Gather, from the data below, each line in which the word "tree" occurs.

*** Begin section ***

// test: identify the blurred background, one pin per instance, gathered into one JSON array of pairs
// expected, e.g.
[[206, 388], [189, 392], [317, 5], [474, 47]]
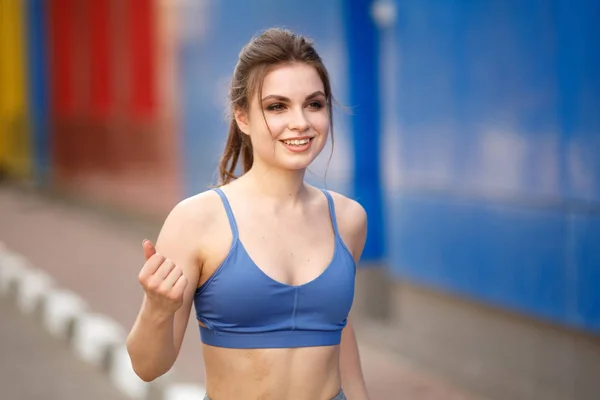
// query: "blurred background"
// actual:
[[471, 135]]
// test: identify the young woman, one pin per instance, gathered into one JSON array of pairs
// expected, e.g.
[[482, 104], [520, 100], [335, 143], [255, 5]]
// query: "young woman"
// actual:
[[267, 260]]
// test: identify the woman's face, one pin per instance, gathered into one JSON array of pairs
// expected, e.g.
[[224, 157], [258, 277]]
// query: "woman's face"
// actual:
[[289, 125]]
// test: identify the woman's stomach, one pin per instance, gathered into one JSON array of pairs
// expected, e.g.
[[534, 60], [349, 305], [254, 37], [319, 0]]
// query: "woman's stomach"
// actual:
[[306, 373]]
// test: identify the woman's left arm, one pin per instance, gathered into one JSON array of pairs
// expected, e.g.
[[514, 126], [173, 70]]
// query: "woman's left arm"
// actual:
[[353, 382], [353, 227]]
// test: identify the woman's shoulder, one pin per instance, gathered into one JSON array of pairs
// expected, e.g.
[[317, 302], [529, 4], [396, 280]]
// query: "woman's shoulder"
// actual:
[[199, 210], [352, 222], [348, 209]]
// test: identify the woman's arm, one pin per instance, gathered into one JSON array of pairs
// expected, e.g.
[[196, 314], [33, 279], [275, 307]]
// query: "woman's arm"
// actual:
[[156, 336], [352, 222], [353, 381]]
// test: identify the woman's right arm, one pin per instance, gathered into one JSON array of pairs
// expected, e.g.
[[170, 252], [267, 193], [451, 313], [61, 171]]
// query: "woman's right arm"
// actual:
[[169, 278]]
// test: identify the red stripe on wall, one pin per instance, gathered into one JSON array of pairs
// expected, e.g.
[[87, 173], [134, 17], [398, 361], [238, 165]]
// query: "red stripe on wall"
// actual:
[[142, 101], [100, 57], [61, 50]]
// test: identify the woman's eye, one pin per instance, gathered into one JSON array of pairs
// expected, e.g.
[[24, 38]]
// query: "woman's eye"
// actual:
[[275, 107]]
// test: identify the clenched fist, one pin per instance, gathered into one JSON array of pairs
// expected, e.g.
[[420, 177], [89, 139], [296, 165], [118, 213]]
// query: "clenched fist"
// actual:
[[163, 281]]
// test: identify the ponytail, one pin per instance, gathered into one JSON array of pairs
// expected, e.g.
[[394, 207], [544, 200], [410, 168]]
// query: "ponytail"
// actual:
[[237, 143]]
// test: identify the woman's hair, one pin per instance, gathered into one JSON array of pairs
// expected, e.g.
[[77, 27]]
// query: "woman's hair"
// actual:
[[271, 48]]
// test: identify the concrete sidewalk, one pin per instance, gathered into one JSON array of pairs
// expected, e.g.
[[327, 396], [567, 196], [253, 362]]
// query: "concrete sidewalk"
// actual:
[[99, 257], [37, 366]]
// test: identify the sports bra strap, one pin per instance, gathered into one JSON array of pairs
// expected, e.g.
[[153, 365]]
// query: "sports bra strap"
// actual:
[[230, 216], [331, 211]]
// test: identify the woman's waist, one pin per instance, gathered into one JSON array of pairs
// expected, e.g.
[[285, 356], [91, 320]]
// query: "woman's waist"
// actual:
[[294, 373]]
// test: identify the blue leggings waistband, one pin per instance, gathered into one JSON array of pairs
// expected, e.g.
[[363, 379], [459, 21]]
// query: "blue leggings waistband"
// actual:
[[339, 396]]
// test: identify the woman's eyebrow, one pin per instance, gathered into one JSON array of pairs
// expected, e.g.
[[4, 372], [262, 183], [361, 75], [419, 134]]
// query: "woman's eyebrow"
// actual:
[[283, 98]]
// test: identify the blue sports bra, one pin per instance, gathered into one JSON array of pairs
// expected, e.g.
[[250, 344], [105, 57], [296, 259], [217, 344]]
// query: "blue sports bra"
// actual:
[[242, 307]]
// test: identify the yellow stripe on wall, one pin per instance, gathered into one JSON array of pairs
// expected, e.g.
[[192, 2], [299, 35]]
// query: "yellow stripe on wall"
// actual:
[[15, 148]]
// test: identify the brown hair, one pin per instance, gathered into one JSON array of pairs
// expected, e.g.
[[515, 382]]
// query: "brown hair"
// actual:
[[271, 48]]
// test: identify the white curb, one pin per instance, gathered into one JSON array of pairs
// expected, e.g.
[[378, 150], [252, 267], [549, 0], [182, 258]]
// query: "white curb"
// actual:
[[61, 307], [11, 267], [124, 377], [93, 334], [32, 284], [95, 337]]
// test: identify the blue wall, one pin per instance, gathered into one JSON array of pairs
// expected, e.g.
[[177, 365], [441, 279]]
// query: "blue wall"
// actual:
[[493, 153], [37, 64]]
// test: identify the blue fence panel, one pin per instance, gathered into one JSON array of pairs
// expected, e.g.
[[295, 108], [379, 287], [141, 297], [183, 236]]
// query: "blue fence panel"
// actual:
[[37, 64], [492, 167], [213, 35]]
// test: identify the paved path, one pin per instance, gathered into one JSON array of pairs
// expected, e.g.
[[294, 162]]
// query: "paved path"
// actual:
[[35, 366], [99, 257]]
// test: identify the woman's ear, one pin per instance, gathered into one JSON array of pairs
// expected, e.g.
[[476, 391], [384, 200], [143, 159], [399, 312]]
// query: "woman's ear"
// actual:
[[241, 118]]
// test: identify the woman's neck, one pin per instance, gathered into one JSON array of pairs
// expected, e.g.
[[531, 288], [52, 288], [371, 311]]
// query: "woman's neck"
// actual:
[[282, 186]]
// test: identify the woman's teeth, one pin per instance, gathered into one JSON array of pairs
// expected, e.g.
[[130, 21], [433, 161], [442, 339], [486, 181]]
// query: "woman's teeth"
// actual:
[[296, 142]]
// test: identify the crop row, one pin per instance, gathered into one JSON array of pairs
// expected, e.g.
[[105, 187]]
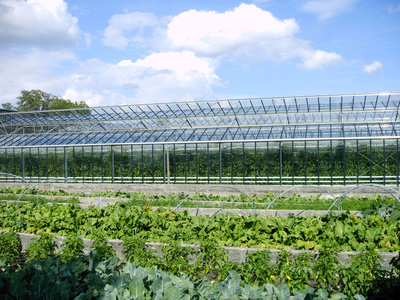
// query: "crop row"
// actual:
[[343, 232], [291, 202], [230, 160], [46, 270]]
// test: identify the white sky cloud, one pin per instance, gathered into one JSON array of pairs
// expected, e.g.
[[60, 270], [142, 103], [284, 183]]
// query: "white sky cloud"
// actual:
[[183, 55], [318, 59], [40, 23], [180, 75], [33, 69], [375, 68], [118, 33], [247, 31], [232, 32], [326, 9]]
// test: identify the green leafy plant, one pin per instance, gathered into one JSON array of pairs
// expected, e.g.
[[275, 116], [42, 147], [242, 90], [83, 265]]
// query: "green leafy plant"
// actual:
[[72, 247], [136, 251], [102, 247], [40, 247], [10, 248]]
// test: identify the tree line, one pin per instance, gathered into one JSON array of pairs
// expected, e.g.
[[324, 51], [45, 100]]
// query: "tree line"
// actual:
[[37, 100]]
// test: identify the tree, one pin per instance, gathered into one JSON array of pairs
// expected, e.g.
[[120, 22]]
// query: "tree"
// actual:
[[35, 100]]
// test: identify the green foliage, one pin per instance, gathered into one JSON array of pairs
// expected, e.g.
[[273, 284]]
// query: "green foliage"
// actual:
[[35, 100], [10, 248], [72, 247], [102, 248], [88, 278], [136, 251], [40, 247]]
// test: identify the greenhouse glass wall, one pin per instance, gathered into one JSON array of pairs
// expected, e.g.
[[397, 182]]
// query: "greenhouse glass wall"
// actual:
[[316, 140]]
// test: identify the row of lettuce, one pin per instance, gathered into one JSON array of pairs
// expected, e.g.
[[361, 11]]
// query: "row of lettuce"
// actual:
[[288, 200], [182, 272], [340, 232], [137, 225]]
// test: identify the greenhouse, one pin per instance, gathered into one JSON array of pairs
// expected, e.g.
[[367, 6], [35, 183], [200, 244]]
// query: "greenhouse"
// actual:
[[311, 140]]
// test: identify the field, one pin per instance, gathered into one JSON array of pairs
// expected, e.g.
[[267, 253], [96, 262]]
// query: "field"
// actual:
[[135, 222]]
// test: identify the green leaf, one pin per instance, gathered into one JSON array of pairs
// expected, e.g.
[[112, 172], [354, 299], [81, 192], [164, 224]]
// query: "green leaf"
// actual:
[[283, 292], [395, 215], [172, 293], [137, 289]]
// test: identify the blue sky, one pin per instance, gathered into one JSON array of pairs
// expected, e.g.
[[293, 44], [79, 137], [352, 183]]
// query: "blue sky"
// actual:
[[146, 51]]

*** End section ***

▸ **ANSWER BELOW**
// test: identify the tree line, one pin per instance, gathered into one JSON array of pairs
// query: "tree line"
// test: identify the tree, one pin per instance, gathered into one JSON array of pairs
// query: "tree"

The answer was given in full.